▶ **Prompt 1**
In the hearing transcript, what national income figure does Senator Schoeppel give for 1950?
▶ **Prompt 2**
Reproduce word for word the stretch of the hearing transcript from "Now, in 1948, we" through "about $19.5 billion.".

▶ **Exercise passage**
* * * *

Senator BRICKER. Of course, that is what we tried to do.

Mr. MARTIN. That is forcing people to appraise starts very carefully, and unquestionably it is going to have the effect of reducing them somewhat. We have a problem, of course, to see that there isn't any undue hardship in completing structures that have been started. However, there is a definite tightening of the situation now. It is going to be several months before we can actually appraise the effects of this tightening.

The CHAIRMAN. It may be that the effect, then, of the law, or the regulation, with the tightened credit situation, may not show up until, say, the next quarter or the quarter after. It may be more effective than you anticipate now.

Mr. MARTIN. That is exactly right.

Senator BRICKER. So that you can't really definitely say that the first 3 months are indicative of the total number of starts this year, and that will be projected across the whole year.

Mr. MARTIN. That is right; and with due respect to our staff, I wouldn't want to put too much confidence in this 1 to 1.2 million esti

mate.

Senator BRICKER. I can't help but believe that the program and the law that we enacted are more effective than, say, to have cut 100,000 units off from last year.

Mr. MARTIN. Well, I am inclined to think so, but those that have been working on the subject steadily have blown hot and cold on this point.

Senator SCHOEPPEL. Mr. Martin, on this matter of credit, maybe you can help me out. I have been doing a little checking back.

I have the feeling that the credit extension, or the credit we had available in 1939-or, in other words, the credit that we have now is less in ratio than it was in 1939.

Now, what I mean by that is this: In 1939 we had an over-all situation of about less than $73 billion of credit that was extended on a ratio of about, I think, 7 billions of credit extended, somewhat around 11 percent.

Now, we know that credit is based upon income. We all have to admit that as a fair premise.

Now, in 1948, we had about $233.5 billion of income, and consumer credit ratio there was about $14.3 billion.

In 1950, we had a national income of about $236.5 billion, and $20 billion of consumer credit.

Now, we come down in 1951, and estimate about $265 billion of income, and it looks like we will have an extension of credit of about $19.5 billion.

Now, it seems to me if we use 1939, we do not actually have an overexpanded credit situation here. I would be interested in having your comments on that.

Mr. MARTIN. I can't give you anything on that, Senator, except the honest comment that I have been puzzling about how to measure it. I have asked our staff to make some studies along such lines-on what is the right relation for credit to have to gross national product or some other measure of total output. I have been concerned about this problem for quite some time.

The only thing I am sure of is that, irrespective of what the relationship may have been in the past, it is vital at this point to keep down credit and to divert as much credit as possible into war production. I don't believe we can superimpose war output upon the present civilian economy without curtailing somewhere, without some saving and sacrifice. Whatever the ratio of credit to total national product may have been in the past, it seems to me that the problem of the future is very clear; we must reduce and conserve our credit, and direct it into the armament program.

* * * *

▶ **Dataset excerpts**
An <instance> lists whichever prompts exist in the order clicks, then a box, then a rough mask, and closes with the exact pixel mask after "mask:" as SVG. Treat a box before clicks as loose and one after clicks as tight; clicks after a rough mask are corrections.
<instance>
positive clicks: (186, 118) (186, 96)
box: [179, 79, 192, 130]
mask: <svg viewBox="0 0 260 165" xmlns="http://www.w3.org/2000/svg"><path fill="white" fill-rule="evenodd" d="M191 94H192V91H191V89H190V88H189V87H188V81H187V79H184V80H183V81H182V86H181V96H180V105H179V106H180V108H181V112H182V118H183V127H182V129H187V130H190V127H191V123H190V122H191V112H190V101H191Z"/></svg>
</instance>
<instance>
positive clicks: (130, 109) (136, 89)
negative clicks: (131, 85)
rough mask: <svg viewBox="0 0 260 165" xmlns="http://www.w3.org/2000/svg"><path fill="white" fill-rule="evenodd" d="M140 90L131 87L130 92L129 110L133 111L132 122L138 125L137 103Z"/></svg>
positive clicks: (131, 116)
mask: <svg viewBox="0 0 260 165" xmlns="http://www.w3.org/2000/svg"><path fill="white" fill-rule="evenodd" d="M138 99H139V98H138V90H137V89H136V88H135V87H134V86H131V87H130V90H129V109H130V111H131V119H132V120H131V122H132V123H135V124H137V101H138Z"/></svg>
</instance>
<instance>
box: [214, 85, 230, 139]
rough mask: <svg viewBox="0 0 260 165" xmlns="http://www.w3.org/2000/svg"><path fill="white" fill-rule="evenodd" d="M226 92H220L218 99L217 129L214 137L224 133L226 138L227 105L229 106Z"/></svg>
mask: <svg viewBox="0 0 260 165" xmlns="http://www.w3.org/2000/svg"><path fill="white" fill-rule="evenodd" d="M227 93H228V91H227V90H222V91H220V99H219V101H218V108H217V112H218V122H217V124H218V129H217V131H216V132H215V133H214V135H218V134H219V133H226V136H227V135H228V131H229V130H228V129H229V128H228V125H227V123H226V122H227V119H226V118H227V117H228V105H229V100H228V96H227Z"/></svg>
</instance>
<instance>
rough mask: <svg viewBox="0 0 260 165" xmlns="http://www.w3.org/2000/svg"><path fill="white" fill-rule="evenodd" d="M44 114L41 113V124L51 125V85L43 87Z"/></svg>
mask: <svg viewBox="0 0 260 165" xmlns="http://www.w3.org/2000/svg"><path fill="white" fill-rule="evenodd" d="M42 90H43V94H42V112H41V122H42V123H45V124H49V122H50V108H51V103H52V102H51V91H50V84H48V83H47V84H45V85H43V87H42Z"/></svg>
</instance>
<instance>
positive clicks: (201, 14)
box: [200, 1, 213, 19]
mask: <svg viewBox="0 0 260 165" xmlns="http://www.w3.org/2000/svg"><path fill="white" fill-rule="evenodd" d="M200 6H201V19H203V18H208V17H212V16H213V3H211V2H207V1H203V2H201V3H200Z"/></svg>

* * * *

▶ **Response area 1**
About $236.5 billion.

▶ **Response area 2**
Now, in 1948, we had about $233.5 billion of income, and consumer credit ratio there was about $14.3 billion.

In 1950, we had a national income of about $236.5 billion, and $20 billion of consumer credit.

Now, we come down in 1951, and estimate about $265 billion of income, and it looks like we will have an extension of credit of about $19.5 billion.